→ Problem statement: Please copy every line below that contains the string "ceiling".

→ Data to use:
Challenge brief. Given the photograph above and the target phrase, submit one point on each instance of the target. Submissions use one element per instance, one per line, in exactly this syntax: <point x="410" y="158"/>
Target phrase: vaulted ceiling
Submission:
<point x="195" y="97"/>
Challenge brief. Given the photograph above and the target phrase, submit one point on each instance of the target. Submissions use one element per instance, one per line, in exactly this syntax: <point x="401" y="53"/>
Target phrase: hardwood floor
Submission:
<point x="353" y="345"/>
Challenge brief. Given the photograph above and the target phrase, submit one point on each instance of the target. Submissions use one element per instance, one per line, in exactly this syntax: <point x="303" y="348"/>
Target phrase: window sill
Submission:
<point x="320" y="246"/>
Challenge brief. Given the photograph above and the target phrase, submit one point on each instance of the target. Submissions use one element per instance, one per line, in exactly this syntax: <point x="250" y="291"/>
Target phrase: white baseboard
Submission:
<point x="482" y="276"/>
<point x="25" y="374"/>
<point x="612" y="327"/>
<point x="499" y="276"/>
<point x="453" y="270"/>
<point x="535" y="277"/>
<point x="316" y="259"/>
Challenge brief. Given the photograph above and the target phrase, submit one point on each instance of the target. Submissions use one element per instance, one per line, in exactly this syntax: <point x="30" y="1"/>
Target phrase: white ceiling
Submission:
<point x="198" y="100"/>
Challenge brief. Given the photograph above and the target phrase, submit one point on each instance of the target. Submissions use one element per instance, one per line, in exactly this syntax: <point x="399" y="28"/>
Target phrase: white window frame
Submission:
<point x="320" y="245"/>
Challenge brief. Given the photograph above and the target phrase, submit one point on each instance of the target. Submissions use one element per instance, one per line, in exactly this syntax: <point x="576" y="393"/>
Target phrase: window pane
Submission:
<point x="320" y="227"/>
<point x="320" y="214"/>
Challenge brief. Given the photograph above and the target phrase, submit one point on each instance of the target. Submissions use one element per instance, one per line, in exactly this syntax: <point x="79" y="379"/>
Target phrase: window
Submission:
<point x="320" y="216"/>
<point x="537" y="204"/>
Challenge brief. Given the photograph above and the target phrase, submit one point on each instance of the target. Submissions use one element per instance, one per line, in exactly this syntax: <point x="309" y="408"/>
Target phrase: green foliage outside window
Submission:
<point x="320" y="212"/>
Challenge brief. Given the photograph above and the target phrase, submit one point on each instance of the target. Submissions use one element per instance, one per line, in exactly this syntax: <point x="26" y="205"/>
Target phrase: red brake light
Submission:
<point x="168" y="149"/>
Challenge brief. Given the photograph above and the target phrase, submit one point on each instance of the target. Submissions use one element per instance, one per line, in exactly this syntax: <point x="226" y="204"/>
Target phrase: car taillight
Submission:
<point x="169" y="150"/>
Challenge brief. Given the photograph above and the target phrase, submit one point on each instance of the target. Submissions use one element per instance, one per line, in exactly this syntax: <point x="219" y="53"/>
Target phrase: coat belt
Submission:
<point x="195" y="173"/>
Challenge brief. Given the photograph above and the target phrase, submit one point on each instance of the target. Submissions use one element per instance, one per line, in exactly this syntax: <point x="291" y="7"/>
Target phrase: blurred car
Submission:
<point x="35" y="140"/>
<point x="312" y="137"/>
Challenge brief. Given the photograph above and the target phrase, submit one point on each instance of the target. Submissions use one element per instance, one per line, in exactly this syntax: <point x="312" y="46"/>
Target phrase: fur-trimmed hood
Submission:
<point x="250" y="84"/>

→ Output of the exercise:
Target phrase: vaulted ceiling
Target phrase: white ceiling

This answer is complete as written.